▶ TO BE DONE: Format every item below as a single numbered list, omitting any blank lines.

▶ RECORDS FOR THE TASK:
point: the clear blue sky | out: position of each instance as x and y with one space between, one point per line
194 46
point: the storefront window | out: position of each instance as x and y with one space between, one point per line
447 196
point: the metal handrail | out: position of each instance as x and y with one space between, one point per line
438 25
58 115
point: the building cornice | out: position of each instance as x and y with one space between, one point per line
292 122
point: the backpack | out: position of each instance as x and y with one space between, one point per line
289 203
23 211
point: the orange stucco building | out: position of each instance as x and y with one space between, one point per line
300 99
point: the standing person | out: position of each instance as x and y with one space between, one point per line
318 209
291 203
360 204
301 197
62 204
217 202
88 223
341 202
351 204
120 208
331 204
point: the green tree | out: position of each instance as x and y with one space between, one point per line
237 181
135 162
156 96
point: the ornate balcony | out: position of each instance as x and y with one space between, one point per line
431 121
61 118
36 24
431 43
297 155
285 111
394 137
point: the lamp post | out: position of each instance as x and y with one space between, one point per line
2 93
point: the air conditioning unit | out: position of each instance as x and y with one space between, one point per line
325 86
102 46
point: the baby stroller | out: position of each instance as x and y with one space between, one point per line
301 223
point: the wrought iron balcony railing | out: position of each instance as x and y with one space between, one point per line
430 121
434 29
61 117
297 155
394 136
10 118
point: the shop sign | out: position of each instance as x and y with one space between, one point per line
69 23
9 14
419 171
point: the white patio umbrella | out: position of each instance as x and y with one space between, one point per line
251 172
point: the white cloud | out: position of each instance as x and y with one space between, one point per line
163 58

▶ TASK RESPONSE:
1. point: the clear blue sky | out: position of each instance as x and y with one space between, one point per line
2. 194 46
3. point: the storefront window | out: position of each instance as x and y with one space between, one point per line
4. 447 196
5. point: the metal handrail | out: position of each instance as x and y with one space between, one point per line
6. 438 25
7. 58 115
8. point: the building cornice | out: position of each instance as x and y with one space between, one point per line
9. 292 122
10. point: the backpack | out: position of each instance as x and y with one space between, one point per line
11. 289 203
12. 23 211
13. point: the orange stucco building | out: position of each instance as x and y with one space between, one point per line
14. 300 99
15. point: the standing person | out: position of each instance as x and y with one space between, one point per line
16. 318 209
17. 291 203
18. 360 204
19. 301 197
20. 62 204
21. 217 202
22. 88 223
23. 341 202
24. 351 204
25. 120 208
26. 331 204
27. point: the green tree | out: position of each instance as x and y with one space between, one point per line
28. 237 181
29. 135 162
30. 156 96
31. point: the ornate balcony | out: position of each instance as x and y with one space between, one point per line
32. 431 121
33. 61 118
34. 36 24
35. 431 43
36. 297 155
37. 285 111
38. 394 137
39. point: the lamp post | out: position of each instance as x and y with one space between, one point per line
40. 2 93
41. point: the air conditioning unit | out: position of each instance as x and y with one space between, one point per line
42. 325 86
43. 102 46
44. point: the baby stroller | out: position of each instance as x and y with one space between, one point per line
45. 301 223
46. point: the wrought iron balcony railing | out: position of each instance as x and y with one space between, one point per line
47. 430 121
48. 434 29
49. 61 117
50. 297 155
51. 394 136
52. 10 118
53. point: the shop sign | out: position of each instance as x and y with one space between, one point per line
54. 69 23
55. 9 14
56. 419 171
57. point: the white patio umbrella | out: position of each instance as x and y with one space between, one point per line
58. 251 172
59. point: the white cloud | out: position of each instance as x and y with one space between, one point per line
60. 163 58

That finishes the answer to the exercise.